■ Exercise prompt
Your answer should be every line of the records that contains the word "sports".

■ Records shown
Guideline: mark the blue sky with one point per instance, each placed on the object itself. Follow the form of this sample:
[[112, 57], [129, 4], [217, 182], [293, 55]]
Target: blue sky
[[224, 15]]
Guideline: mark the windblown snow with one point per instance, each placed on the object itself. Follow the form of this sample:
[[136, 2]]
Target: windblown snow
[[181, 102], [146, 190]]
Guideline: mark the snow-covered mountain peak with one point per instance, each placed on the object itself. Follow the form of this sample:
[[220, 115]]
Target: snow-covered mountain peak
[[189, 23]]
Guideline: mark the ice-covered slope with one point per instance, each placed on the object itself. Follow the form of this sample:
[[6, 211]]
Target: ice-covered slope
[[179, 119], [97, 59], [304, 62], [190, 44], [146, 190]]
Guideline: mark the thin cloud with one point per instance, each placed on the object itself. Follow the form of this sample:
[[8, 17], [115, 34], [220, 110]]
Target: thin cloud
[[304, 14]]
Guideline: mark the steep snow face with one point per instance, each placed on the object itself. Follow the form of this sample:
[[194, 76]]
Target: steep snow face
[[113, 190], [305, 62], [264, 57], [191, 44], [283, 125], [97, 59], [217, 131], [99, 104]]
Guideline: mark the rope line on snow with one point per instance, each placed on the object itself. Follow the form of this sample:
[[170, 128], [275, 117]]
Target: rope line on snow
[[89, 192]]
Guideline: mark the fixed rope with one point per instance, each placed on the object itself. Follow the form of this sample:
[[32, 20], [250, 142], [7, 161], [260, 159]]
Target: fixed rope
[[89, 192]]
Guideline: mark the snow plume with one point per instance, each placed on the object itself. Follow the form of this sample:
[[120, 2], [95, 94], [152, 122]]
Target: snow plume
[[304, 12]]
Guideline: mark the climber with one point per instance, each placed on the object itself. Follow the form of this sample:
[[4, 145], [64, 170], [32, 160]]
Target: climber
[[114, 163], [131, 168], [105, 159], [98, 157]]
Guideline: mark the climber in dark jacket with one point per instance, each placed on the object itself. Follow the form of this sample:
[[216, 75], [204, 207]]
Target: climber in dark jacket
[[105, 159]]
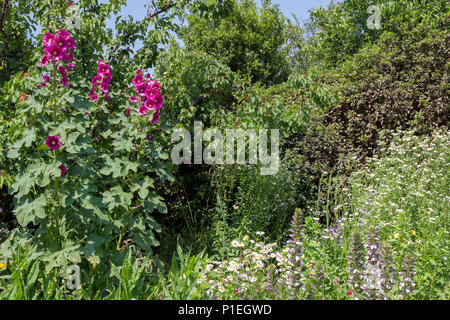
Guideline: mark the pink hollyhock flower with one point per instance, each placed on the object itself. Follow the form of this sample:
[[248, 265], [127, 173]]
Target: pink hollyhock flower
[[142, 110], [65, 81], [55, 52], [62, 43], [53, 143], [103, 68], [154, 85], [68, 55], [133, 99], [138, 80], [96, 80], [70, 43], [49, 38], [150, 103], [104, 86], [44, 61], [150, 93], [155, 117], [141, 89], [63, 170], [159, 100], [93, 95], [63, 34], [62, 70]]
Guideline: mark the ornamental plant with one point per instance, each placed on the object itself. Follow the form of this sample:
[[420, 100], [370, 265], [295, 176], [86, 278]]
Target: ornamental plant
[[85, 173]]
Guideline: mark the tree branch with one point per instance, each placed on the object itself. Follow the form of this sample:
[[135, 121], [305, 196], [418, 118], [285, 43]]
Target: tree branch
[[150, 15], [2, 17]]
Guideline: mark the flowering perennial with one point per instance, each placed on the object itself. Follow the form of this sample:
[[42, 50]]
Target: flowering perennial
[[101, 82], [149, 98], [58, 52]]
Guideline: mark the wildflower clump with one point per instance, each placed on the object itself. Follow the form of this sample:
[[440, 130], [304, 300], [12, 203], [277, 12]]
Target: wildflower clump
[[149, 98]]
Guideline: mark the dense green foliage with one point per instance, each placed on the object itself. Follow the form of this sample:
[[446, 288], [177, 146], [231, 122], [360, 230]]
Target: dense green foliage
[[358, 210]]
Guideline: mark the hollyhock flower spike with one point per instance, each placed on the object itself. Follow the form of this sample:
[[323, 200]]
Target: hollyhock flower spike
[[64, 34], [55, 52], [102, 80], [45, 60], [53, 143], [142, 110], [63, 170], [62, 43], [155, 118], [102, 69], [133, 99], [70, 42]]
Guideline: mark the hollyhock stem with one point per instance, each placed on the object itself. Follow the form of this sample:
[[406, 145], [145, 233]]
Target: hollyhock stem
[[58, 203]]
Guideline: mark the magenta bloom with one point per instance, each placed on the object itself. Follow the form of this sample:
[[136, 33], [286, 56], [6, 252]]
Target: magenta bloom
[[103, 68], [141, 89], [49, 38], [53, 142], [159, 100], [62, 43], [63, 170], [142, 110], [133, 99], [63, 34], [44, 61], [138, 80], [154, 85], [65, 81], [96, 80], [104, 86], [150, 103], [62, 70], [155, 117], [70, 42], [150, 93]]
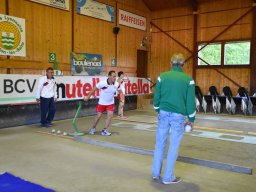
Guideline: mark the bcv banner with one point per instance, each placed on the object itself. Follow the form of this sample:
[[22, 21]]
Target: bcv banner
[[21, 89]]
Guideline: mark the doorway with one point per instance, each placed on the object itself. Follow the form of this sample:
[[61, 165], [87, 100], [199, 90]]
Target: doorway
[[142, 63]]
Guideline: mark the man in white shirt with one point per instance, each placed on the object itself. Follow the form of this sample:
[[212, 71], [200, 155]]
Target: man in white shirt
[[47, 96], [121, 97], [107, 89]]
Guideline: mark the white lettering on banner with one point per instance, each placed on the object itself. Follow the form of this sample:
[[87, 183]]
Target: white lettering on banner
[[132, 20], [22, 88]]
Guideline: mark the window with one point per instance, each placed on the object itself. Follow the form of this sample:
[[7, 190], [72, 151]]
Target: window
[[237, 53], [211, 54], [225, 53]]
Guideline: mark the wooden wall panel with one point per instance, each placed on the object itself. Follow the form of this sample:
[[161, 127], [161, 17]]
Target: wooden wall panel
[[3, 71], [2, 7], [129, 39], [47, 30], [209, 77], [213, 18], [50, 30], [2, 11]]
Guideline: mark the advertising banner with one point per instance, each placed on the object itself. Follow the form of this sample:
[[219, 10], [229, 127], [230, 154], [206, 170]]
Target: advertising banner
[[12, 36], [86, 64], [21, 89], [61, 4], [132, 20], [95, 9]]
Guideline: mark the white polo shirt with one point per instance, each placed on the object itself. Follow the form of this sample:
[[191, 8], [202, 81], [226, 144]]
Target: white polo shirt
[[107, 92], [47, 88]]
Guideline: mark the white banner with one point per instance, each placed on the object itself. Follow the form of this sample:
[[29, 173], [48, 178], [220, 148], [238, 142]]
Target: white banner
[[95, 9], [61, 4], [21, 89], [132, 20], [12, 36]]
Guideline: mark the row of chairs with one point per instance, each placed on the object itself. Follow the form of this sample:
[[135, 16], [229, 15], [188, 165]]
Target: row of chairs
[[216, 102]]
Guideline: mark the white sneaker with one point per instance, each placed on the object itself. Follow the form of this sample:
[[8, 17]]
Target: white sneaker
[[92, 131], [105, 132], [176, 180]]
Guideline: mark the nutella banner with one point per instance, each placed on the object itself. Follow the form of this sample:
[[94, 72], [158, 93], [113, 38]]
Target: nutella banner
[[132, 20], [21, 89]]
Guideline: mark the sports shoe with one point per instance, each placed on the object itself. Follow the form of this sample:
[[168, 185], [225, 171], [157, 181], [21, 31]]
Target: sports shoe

---

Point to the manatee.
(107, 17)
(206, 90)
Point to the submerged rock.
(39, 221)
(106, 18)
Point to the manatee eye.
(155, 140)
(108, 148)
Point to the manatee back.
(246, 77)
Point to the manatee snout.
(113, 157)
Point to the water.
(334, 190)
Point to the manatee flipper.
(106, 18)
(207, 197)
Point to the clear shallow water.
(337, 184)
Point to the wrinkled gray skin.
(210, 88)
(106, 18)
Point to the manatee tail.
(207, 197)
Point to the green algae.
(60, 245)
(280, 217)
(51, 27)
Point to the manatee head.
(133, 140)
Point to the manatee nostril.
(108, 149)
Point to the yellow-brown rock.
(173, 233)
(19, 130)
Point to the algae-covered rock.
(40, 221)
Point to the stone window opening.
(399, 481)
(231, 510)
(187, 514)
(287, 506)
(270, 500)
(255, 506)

■ Exercise result
Guideline: mark the sports shoe with one point per instance, each placed on the object itself. Follow the form of this sample:
Target: sports shoe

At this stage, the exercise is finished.